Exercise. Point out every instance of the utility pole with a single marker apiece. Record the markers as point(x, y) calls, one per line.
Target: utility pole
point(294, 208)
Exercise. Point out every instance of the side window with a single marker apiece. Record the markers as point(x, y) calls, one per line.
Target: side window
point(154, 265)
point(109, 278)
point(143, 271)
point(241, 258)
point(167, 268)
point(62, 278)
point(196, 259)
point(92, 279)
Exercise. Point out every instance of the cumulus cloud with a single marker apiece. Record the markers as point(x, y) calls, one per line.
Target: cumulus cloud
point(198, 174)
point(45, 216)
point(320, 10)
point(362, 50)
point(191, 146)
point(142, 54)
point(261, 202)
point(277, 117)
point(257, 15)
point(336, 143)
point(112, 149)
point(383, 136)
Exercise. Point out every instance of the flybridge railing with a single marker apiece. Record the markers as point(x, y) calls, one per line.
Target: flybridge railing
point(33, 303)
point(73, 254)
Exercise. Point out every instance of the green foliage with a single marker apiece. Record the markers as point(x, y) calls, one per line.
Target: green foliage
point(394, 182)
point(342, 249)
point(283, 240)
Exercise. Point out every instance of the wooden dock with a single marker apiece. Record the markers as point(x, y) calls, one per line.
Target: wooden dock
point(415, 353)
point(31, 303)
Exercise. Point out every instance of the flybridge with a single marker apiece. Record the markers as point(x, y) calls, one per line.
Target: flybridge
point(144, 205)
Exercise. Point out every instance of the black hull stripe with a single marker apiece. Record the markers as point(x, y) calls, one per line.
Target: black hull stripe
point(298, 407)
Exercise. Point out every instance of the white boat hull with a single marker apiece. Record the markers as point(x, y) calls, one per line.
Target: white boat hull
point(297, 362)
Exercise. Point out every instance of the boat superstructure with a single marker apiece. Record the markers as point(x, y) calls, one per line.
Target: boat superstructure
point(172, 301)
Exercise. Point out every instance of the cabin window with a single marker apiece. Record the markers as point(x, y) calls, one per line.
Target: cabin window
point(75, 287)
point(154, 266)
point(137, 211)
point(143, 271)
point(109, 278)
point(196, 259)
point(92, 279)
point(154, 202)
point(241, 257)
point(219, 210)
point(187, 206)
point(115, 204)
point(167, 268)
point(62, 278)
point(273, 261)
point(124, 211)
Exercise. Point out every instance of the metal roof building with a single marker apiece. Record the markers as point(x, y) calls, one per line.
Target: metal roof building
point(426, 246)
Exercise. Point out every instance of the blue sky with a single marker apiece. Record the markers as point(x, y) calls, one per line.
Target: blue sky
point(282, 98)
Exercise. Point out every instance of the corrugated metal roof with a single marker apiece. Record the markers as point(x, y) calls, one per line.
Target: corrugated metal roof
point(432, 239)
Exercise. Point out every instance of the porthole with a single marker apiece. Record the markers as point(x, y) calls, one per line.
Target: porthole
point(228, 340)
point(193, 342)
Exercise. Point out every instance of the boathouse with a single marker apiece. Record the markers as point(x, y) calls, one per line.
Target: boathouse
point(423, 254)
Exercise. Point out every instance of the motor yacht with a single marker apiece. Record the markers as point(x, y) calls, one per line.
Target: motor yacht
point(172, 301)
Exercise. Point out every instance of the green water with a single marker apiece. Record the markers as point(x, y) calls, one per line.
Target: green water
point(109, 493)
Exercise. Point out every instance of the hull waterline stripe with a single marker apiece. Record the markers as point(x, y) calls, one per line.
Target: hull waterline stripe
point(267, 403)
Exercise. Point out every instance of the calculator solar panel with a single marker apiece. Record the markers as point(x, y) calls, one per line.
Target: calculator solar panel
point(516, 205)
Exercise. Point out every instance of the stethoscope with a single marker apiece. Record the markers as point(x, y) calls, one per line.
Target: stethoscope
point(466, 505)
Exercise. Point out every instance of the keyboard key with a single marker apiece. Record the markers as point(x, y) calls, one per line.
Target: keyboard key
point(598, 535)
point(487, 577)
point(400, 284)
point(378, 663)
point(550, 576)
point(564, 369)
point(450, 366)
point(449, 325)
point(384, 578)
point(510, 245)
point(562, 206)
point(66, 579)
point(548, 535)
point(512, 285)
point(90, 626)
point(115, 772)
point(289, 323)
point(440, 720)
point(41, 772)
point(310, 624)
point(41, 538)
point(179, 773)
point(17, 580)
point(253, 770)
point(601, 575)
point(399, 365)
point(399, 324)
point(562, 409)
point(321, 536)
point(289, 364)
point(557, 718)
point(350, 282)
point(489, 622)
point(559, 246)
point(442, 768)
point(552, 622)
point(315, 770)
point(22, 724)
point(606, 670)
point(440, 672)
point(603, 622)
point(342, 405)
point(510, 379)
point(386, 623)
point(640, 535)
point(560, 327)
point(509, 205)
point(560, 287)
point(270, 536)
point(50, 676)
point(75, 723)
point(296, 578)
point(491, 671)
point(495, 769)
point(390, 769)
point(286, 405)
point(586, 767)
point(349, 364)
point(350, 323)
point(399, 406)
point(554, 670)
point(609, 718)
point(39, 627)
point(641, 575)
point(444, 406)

TASK DESCRIPTION — The response should consist of all the entries, copied without any alteration.

RESULT OF THIS TASK —
Exercise. Point out every instance of the utility pole with a single marker apiece. Record the markers as point(x, y) calls, one per line.
Target: utility pole
point(294, 208)
Exercise. Point out every instance of the side window with a single marker apiece. Record the markers as point(x, y) calls, one per line.
Target: side window
point(154, 265)
point(109, 278)
point(143, 271)
point(241, 258)
point(167, 268)
point(62, 278)
point(196, 259)
point(92, 279)
Exercise. Point out every instance of the cumulus cloud with a single marker apiece. Record the markers as point(x, y) calls, one per line.
Target: cumulus cloud
point(198, 174)
point(45, 216)
point(320, 10)
point(362, 50)
point(191, 146)
point(142, 54)
point(261, 202)
point(277, 117)
point(257, 15)
point(336, 143)
point(112, 149)
point(383, 136)
Exercise. Point out every instance of the flybridge railing with a single marker apiece. Record the markers as point(x, y) calls, one per line.
Target: flybridge railing
point(33, 303)
point(73, 254)
Exercise. Point out every instance of the green foliage with a single marker apiece. Record the markers as point(x, y) calls, one per line.
Target: green foliage
point(394, 182)
point(342, 249)
point(283, 240)
Exercise. Point out every instance of the wooden dock with a single marker apiece. Record the markers as point(x, y) calls, one per line.
Target: wooden dock
point(415, 353)
point(31, 303)
Exercise. Point out every instance of the flybridge with a single marker apiece. Record the markers as point(x, y) calls, one per line.
Target: flybridge
point(144, 205)
Exercise. Point out every instance of the black hull stripe with a single marker apiece. Record the markers as point(x, y) calls, one per line.
Target: black hull stripe
point(298, 407)
Exercise. Point out every instance of the white boat hull with a single marker apiece. Record the markers as point(x, y) calls, one per line.
Target: white boat hull
point(297, 362)
Exercise. Point out every instance of the boat superstructure with a single marker apiece. Record the markers as point(x, y) calls, one per line.
Target: boat superstructure
point(172, 301)
Exercise. Point out every instance of the cabin window with a single marker apiece. Record the markers as point(x, y) calls, one per line.
Target: cabin window
point(75, 287)
point(154, 266)
point(137, 211)
point(143, 271)
point(109, 278)
point(196, 259)
point(92, 279)
point(154, 202)
point(241, 257)
point(219, 210)
point(187, 206)
point(115, 204)
point(167, 268)
point(62, 278)
point(273, 261)
point(124, 211)
Exercise. Point out every instance of the metal roof building with a single marker apiece. Record the markers as point(x, y) calls, one per line.
Target: metal roof building
point(426, 246)
Exercise. Point out every instance of the blue sky with a single marker apiece. Record the markers as point(x, y) calls, one per line.
Target: blue sky
point(282, 98)
Exercise. Point out every instance of the corrugated metal roof with a single marker apiece. Record the markers as point(x, y) calls, one per line.
Target: corrugated metal roof
point(432, 239)
Exercise. Point out every instance of the porthole with a single marker apiece. Record the markers as point(x, y) calls, one per line.
Target: porthole
point(228, 340)
point(193, 342)
Exercise. Point out every instance of the boathouse with a single marker apiece. Record the markers as point(x, y) calls, one per line.
Target: boathouse
point(423, 254)
Exercise. Point out every instance of the motor yacht with a single marker apiece. Record the markers as point(x, y) calls, one per line.
Target: motor yacht
point(172, 301)
Exercise. Point out every instance of the green water with a single marker apiece. Record the markers as point(x, y) calls, one per line.
Target: green water
point(109, 493)
Exercise. Point out every instance of the hull waterline stripe with a single marker apiece. Record the markers as point(x, y) calls, one per line.
Target: hull waterline stripe
point(267, 403)
Exercise. Point out every instance of the calculator solar panel with a single marker apiece. Record the markers as point(x, y) calls, one per line.
Target: calculator solar panel
point(516, 205)
Exercise. Point out every instance of the stethoscope with a single marker apiece. Record the markers as point(x, y) calls, one per line.
Target: stethoscope
point(466, 505)
Exercise. Point out every instance of the keyboard key with a single marker apiece. Record the markers as point(x, y) calls, one per line.
Target: keyboard key
point(598, 535)
point(487, 577)
point(400, 284)
point(378, 663)
point(550, 576)
point(564, 369)
point(450, 366)
point(449, 325)
point(384, 578)
point(510, 245)
point(562, 206)
point(66, 579)
point(548, 535)
point(512, 285)
point(90, 626)
point(115, 772)
point(289, 323)
point(440, 720)
point(41, 772)
point(310, 624)
point(41, 538)
point(179, 773)
point(17, 580)
point(253, 770)
point(601, 575)
point(399, 365)
point(399, 324)
point(562, 409)
point(321, 536)
point(289, 364)
point(557, 718)
point(350, 282)
point(489, 622)
point(559, 246)
point(442, 768)
point(552, 622)
point(315, 770)
point(22, 724)
point(606, 670)
point(440, 672)
point(603, 622)
point(342, 405)
point(510, 379)
point(386, 623)
point(640, 535)
point(560, 327)
point(509, 205)
point(560, 287)
point(270, 536)
point(50, 676)
point(75, 723)
point(296, 578)
point(491, 671)
point(495, 769)
point(390, 769)
point(286, 405)
point(586, 767)
point(349, 364)
point(350, 323)
point(399, 406)
point(554, 670)
point(609, 718)
point(39, 627)
point(641, 575)
point(444, 406)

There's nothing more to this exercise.